_Work instructions_
As you work through the listing below, copy each line exactly and drop the images.

_Task input_

=====

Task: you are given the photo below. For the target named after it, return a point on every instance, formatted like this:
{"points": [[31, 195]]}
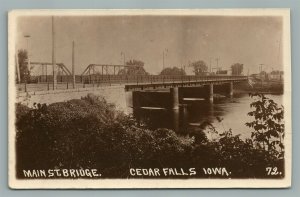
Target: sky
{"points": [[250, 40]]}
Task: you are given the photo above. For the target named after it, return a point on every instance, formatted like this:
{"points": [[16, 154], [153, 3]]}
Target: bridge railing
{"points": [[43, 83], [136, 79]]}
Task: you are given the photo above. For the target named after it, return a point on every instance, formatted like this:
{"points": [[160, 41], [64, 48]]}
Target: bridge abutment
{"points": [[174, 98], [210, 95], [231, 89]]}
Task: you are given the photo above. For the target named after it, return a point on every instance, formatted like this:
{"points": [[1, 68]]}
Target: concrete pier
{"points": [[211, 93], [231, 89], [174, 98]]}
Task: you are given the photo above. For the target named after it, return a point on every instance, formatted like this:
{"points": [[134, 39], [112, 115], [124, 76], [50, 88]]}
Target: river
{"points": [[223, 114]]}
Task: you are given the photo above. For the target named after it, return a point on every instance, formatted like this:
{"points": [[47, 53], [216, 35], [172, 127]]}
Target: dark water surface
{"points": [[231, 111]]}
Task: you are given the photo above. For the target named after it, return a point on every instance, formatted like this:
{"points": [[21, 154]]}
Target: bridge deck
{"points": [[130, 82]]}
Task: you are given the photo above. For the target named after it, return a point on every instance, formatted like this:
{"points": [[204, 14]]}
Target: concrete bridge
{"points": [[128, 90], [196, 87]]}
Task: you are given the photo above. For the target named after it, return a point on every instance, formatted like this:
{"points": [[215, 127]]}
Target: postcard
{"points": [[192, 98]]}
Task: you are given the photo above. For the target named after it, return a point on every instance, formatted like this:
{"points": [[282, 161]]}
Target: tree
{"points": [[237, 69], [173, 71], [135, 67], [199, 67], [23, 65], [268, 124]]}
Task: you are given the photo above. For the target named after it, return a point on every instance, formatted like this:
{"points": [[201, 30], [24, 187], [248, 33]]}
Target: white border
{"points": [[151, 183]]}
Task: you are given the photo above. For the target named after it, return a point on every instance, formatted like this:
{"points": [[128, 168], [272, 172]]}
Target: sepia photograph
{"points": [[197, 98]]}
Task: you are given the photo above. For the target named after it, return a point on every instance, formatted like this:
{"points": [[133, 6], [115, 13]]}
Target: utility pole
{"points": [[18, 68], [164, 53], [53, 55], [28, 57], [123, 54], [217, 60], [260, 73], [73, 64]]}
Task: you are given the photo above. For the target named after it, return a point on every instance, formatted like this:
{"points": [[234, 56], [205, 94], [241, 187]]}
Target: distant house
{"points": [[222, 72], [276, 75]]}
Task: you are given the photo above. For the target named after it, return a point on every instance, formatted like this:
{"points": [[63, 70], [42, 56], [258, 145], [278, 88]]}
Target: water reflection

=====

_Response for this exercise_
Task: you are given the photo below. For the target named after it, return a point on every instance, formatted like this:
{"points": [[31, 195]]}
Target: sky
{"points": [[250, 40]]}
Task: you are given the photo above. For the target named after it, return a point on every instance, formatted like this:
{"points": [[16, 154], [153, 3]]}
Target: bridge railing
{"points": [[43, 83], [136, 79]]}
Task: you are given the photo above. For the target named after it, return a point on every instance, formatted like this:
{"points": [[160, 41], [64, 48]]}
Target: bridge abutment
{"points": [[174, 98], [210, 95], [231, 89]]}
Task: you are given the photo above. For the target named after it, return a point on every instance, formatted like this:
{"points": [[1, 68]]}
Target: concrete pier
{"points": [[211, 93], [231, 89], [174, 98]]}
Task: you are given the photo above. For the target named after it, return a point on every instance, formatted like this:
{"points": [[134, 39], [112, 115], [124, 76], [50, 88]]}
Target: river
{"points": [[223, 114]]}
Task: you are given the photo above. For the target named after it, return a point on every instance, formatted like this:
{"points": [[47, 53], [216, 35], [172, 127]]}
Target: dark water surface
{"points": [[231, 111]]}
Task: you are given the photo above. For the target named after it, return a point on every instance, formatted like this:
{"points": [[21, 154]]}
Target: bridge deck
{"points": [[130, 82]]}
Task: you are given the photo above. For the target named after it, return a point on every instance, formatted like this:
{"points": [[204, 14]]}
Target: concrete bridge
{"points": [[128, 90], [196, 87]]}
Task: you are given the photo above. For the target named after it, return a point on every instance, formatted like this:
{"points": [[215, 127]]}
Target: postcard
{"points": [[192, 98]]}
Task: you are given the photo above. For the target named after it, return a point on every instance, formatted like this:
{"points": [[282, 161]]}
Target: tree
{"points": [[237, 69], [173, 71], [135, 67], [199, 67], [23, 65], [268, 124]]}
Task: you are given the photo above. For the target named after it, return a point on every instance, formatted like this:
{"points": [[201, 30], [24, 187], [248, 33]]}
Target: white border
{"points": [[151, 183]]}
Task: you are given the photo above. For the target named after it, return a point on every instance, formatted like this:
{"points": [[128, 168], [272, 172]]}
Target: sepia photograph
{"points": [[197, 98]]}
Task: you are given the photo above. For the target named after it, return a point on every instance, formatted like this:
{"points": [[133, 6], [115, 13]]}
Target: utility pole
{"points": [[18, 68], [164, 53], [53, 55], [28, 57], [123, 54], [217, 60], [260, 73], [73, 64]]}
Task: you are given the photo above. For the target named after it, return a point on every instance, formatted like this:
{"points": [[234, 56], [205, 94], [241, 187]]}
Target: distant house
{"points": [[222, 72], [276, 75]]}
Task: you are given the photo above. For the target named after it, return a point on every instance, formatted like this:
{"points": [[63, 70], [42, 56], [258, 145], [278, 88]]}
Target: water reflection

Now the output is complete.